→ **Exercise directions**: Could you copy the data that follows exactly as written, but drop the pictures?

□ □ □ □ □

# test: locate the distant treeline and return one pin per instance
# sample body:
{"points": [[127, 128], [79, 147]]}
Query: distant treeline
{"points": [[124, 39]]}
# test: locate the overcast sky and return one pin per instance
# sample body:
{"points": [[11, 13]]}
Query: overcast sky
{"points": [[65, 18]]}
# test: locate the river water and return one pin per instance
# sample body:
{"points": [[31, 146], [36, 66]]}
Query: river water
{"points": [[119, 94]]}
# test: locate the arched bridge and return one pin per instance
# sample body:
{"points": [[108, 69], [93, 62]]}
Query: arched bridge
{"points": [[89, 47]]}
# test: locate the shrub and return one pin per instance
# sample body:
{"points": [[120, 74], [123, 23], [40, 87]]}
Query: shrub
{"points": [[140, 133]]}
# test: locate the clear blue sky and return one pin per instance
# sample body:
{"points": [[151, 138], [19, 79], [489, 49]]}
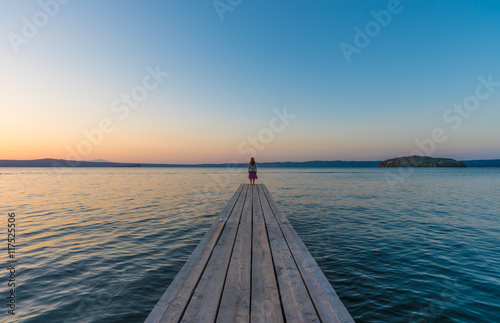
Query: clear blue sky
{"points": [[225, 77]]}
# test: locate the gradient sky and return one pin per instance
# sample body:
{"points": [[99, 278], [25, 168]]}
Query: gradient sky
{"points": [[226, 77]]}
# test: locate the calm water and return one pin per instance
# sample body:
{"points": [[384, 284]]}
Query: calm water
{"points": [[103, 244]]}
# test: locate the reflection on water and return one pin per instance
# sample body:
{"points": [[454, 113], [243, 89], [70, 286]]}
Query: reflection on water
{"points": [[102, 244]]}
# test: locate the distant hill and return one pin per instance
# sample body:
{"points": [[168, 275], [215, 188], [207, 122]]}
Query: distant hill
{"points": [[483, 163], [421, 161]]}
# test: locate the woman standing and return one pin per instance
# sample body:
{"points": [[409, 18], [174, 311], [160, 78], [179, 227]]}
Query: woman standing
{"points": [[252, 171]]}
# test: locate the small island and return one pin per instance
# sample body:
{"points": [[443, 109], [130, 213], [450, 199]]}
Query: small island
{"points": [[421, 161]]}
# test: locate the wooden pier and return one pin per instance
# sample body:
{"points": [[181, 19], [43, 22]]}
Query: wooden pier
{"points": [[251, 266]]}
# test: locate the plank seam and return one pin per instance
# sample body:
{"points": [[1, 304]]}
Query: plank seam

□ □ □ □ □

→ **Solved exercise**:
# test: locate the distant treeline and return one pin per instance
# sample body:
{"points": [[127, 128], [79, 147]]}
Query: distant treeline
{"points": [[124, 39]]}
# test: locate the overcast sky and return one pin per instance
# sample body:
{"points": [[11, 13]]}
Query: overcast sky
{"points": [[65, 18]]}
# test: locate the river water and return one pin per instance
# sample body:
{"points": [[31, 146], [36, 66]]}
Query: river water
{"points": [[119, 94]]}
# test: locate the arched bridge and return one pin per instance
# sample body:
{"points": [[108, 69], [93, 62]]}
Query: arched bridge
{"points": [[89, 47]]}
# test: locate the shrub and return one pin per instance
# sample body:
{"points": [[120, 74], [123, 23], [40, 87]]}
Query: shrub
{"points": [[140, 133]]}
# test: locate the clear blue sky and return one pin per instance
# sample body:
{"points": [[151, 138], [19, 79], [489, 49]]}
Query: clear blue sky
{"points": [[225, 77]]}
# test: locate the gradient sky and return one pin per instance
# sample body:
{"points": [[99, 278], [25, 168]]}
Query: gradient sky
{"points": [[226, 77]]}
# test: locate the calm water and return one pin per instance
# sample body:
{"points": [[384, 284]]}
Query: calm water
{"points": [[103, 244]]}
# test: locate the reflection on water and return one pin per instance
# sample body:
{"points": [[454, 113], [243, 89], [70, 286]]}
Query: reflection on water
{"points": [[102, 244]]}
# test: locate the distant hill and return one pin per instance
# sample body:
{"points": [[168, 275], [215, 188], [207, 122]]}
Query: distant hill
{"points": [[483, 163], [421, 161]]}
# test: locate the woman standing and return one pin per instance
# sample body:
{"points": [[409, 18], [174, 311], [160, 78], [179, 227]]}
Query: woman standing
{"points": [[252, 171]]}
# test: locate the small island and return one pin per instance
# sample body:
{"points": [[443, 109], [130, 213], [450, 199]]}
Query: small island
{"points": [[421, 161]]}
# test: locate the wooden pier and return one pin per instance
# sample body:
{"points": [[181, 19], [43, 22]]}
Query: wooden pier
{"points": [[251, 266]]}
# test: locate the plank seam and return one pin per instance
# sample body:
{"points": [[1, 304]]}
Query: plank seam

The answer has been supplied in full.